» What the task requires:
In the records below, begin at the line containing "gray cloudy sky." and end at the line containing "of the man."; quote every line in that span exactly, including both boundary lines, and no others.

• • •

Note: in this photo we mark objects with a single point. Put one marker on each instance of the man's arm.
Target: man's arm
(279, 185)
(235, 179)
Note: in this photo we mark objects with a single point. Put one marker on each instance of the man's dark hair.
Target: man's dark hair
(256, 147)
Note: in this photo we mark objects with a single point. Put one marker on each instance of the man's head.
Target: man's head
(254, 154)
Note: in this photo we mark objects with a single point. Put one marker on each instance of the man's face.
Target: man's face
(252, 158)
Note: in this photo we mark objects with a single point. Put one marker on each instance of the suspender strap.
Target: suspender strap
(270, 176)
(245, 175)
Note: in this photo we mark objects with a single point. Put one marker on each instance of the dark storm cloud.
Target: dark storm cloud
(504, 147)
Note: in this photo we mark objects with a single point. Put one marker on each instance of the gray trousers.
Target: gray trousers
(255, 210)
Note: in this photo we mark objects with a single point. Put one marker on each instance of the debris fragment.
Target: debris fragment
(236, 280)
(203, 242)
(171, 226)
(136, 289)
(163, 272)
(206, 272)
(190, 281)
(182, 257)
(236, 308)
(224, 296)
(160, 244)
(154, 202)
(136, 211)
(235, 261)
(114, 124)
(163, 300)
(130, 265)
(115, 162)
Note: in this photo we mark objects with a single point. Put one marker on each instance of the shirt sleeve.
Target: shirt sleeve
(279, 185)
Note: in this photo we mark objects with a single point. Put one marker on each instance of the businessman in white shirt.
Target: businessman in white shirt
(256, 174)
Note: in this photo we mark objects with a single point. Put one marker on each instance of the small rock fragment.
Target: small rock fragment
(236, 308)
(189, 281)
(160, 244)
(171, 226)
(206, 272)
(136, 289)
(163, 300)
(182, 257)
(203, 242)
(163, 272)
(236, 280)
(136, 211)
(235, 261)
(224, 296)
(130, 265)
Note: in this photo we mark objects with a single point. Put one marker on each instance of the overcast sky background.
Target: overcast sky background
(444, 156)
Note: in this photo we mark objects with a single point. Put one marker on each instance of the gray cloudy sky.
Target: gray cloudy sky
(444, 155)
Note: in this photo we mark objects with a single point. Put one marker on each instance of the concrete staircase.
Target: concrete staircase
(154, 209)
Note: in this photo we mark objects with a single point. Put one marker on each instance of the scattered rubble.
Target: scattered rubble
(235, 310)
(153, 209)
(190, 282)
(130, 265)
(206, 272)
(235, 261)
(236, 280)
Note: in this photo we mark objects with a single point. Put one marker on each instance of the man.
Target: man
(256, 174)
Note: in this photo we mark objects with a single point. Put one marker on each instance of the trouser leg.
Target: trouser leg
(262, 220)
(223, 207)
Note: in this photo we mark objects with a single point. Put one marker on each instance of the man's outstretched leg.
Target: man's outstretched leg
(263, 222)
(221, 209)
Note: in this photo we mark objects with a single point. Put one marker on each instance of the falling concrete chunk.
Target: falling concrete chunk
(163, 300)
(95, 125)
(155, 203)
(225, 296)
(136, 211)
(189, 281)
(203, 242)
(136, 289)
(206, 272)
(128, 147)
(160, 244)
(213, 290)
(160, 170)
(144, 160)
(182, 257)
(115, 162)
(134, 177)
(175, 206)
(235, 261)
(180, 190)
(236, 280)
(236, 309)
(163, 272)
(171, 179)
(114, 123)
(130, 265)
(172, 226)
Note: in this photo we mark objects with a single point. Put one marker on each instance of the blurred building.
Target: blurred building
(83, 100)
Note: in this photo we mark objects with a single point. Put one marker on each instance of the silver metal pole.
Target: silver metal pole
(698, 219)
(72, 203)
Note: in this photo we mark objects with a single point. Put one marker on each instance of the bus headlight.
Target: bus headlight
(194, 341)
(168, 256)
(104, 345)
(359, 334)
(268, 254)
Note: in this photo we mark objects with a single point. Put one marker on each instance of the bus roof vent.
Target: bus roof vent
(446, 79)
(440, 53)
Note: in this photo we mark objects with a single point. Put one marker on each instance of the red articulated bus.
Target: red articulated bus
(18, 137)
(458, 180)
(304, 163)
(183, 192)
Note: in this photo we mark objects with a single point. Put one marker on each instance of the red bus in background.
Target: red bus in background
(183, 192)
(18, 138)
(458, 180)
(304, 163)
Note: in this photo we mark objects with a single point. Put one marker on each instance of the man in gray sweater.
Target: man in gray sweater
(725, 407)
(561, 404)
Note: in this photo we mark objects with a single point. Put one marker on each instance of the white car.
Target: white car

• • •

» Your solution:
Note: in this photo we mark objects with a single point. Put one marker on each instance of the gray cloudy sky.
Target: gray cloudy sky
(444, 155)
Note: in this photo we mark objects with a single point. Put one marker on each instance of the concrete staircase.
Target: concrete staircase
(154, 209)
Note: in this photo we mark objects with a single point. Put one marker on each instance of the scattered rubble.
Target: scattered rubble
(235, 310)
(153, 209)
(190, 282)
(130, 265)
(206, 272)
(235, 261)
(236, 280)
Note: in this photo we mark objects with a single point. Put one marker on each instance of the man.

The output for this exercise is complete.